== PASSAGE TO READ ==

DiPro, DiCom, DiSparate

Miguel Pérez Abad announced, a new foreign exchange system with two official rates. If you love weird new acronyms, the minister has a treat for you.

The head of Venezuela’s economics team, Miguel Pérez Abad announced, a new foreign exchange system with two official rates. If you love weird new acronyms, the minister has a treat for you.

The stronger rate will be called DIPRO, which Pérez Abad explained stands for Tipo de Cambio Protegido (don’t ask why it’s DIPRO and not TIPRO, we don’t know either). This rate will start at 10 VEF/USD, so basically it’s just a new name for the old Cencoex rate. Except this one “will be progressively adjusted over time”. Or, um, so they said.

In theory, DIPRO will be the prevailing rate for imports of essentials goods such as food and medication, and the raw materials for their production; social security pensions for Venezuelans abroad; imports related to sports, health and culture; and Venezuelan students abroad. (In practice, we know what these extra-cheap dollars really get used for. )

The second and weaker rate it’s called DICOM, for Tipo de Cambio Complementario (just… don’t). This will be a floating rate, and will open around 206 VEF/USD.

No, really, it will float, free. Free as a bird. The minister said it would!

DICOM will be used for everything not included in the DIPRO: imports of non-essentials goods; foreign currency for Venezuelan travelers (the cupos remain the same); currency sales for diplomatic missions; proceeds from exports; basic industries and other non-oil entities; foreign oil companies and sales of hydrocarbons.

We will know more once the Convenio Cambiario between the government and the Central Bank is published tomorrow. Several important details were missing from the announcement. We don’t know, for example, at what rate will PDVSA sale the bulk of it’s dollars.

In the next few days we’ll see if the DICOM really floats. And then, for how long. Remember how SITME, SICAD 2 and SIMADI were all supposed to float freely? The government has a big credibility hole to climb out of on this stuff.

The first indications are that Pérez Abad took one look at the broken windows in the house of a guy going bankrupt to pay heating bills and…decided to change their names.

With price and exchange controls in place, having two rates with one floating and the other anchored at a level 95% lower is simply suicidal. It “legalizes” a massive increase of controlled prices, and large price distortions. And because the government continues to sell the bulk of its dollars at a rate much lower, it does nothing to address the enormous deficit that drives central bank money printing and, with it, runaway inflation.

As it stands right now, this does the opposite of what economic textbooks say about devaluations in oil-rich economies: a devaluation that increases the fiscal deficit. It’s quite an achievement.

 

Pedro Rosas Rivero

Pedro Rosas Rivero is an Economist living in Caracas, with graduate studies in Economics, and Politics. He wishes we could talk more about policy than politics. News addict, and incurable books junkie.

===
== DATASET ENTRIES ==

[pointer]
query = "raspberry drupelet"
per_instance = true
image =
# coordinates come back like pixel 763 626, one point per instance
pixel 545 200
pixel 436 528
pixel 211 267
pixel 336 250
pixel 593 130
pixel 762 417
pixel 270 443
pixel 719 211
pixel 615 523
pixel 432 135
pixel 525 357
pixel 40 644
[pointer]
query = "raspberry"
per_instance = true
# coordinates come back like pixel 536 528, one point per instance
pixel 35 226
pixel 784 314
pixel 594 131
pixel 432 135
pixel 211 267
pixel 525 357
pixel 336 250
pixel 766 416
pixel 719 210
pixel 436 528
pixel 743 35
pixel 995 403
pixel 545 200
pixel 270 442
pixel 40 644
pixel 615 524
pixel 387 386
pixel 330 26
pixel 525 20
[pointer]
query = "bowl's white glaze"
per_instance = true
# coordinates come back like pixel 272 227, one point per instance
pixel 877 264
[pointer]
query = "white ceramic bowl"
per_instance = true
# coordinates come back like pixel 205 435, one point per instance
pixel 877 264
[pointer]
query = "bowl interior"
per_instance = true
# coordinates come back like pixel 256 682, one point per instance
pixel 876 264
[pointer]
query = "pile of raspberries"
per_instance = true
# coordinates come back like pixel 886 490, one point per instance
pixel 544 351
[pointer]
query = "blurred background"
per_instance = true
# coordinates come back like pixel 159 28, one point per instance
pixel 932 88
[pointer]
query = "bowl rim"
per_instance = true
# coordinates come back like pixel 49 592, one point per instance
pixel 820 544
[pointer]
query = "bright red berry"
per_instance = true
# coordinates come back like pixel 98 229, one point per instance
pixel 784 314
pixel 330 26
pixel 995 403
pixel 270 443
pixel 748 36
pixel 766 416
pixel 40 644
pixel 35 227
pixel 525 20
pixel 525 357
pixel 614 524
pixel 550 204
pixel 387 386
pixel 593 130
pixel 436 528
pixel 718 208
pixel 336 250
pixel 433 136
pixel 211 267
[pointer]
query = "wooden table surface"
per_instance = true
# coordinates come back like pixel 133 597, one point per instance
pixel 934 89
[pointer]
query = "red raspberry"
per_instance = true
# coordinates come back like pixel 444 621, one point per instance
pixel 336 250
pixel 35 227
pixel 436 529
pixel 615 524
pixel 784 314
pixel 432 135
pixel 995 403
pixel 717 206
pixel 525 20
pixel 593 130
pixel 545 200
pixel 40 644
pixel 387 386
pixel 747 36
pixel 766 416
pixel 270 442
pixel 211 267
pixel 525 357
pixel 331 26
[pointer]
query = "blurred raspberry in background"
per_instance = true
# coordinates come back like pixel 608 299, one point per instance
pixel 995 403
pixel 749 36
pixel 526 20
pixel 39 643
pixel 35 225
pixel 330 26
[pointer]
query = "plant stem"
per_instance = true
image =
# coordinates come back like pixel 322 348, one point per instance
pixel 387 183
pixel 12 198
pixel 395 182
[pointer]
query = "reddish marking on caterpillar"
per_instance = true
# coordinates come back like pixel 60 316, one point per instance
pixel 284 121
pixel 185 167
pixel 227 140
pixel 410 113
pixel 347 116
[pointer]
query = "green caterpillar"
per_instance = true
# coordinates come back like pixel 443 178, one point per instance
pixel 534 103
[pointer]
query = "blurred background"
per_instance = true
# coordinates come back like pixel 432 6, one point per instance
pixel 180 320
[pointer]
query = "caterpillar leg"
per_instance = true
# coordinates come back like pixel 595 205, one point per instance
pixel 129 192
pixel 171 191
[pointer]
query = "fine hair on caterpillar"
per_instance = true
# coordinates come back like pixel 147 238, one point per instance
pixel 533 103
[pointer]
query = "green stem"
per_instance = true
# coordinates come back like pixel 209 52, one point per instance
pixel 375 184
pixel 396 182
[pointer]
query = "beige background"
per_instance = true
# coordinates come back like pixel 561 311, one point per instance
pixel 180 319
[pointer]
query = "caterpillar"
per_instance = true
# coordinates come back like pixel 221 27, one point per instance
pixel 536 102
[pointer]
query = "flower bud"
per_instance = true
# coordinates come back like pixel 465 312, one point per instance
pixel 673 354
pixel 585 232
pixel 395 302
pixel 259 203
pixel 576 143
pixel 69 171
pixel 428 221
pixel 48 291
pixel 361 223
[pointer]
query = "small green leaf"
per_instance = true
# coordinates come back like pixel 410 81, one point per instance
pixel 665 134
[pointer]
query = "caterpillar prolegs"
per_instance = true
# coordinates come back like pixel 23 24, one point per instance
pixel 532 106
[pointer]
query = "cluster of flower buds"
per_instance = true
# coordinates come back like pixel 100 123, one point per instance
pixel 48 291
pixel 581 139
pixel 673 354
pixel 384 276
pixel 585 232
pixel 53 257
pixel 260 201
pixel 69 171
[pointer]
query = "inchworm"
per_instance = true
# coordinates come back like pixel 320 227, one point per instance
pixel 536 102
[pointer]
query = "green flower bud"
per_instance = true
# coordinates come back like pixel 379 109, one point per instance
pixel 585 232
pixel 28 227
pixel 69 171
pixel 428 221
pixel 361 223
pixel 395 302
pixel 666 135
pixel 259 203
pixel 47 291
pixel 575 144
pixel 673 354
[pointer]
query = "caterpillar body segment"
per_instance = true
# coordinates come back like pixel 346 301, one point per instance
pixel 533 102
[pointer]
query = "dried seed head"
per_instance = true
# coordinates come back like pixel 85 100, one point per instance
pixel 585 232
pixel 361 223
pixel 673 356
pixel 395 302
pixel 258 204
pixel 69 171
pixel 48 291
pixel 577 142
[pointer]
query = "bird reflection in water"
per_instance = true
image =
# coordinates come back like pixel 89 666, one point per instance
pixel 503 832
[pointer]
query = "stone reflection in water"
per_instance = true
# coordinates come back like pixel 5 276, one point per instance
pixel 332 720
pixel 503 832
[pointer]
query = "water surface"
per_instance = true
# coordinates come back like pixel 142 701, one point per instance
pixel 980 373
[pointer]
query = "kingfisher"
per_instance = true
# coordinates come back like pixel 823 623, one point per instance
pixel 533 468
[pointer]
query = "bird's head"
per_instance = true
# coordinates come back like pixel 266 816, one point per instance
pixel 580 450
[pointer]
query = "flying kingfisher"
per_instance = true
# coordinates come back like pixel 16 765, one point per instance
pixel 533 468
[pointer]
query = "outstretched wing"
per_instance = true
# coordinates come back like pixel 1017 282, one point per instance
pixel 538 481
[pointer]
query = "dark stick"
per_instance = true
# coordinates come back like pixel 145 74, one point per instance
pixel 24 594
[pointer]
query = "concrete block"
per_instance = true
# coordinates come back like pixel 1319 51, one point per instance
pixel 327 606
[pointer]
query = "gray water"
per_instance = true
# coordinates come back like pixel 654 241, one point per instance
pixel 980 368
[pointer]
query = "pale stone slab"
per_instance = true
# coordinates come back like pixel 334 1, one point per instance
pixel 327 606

===

» **TASKS AND EXERCISES**:
1 > From the post on Venezuela's new exchange rates, quote the passage between "In the next" and "change their names.", inclusive.
2 > Name every earlier exchange system that the post on Venezuela's new exchange rates says was supposed to float freely.

» **ANSWERS BY TASK**:
1 >
In the next few days we’ll see if the DICOM really floats. And then, for how long. Remember how SITME, SICAD 2 and SIMADI were all supposed to float freely? The government has a big credibility hole to climb out of on this stuff.

The first indications are that Pérez Abad took one look at the broken windows in the house of a guy going bankrupt to pay heating bills and…decided to change their names.

2 > SITME, SICAD 2, SIMADI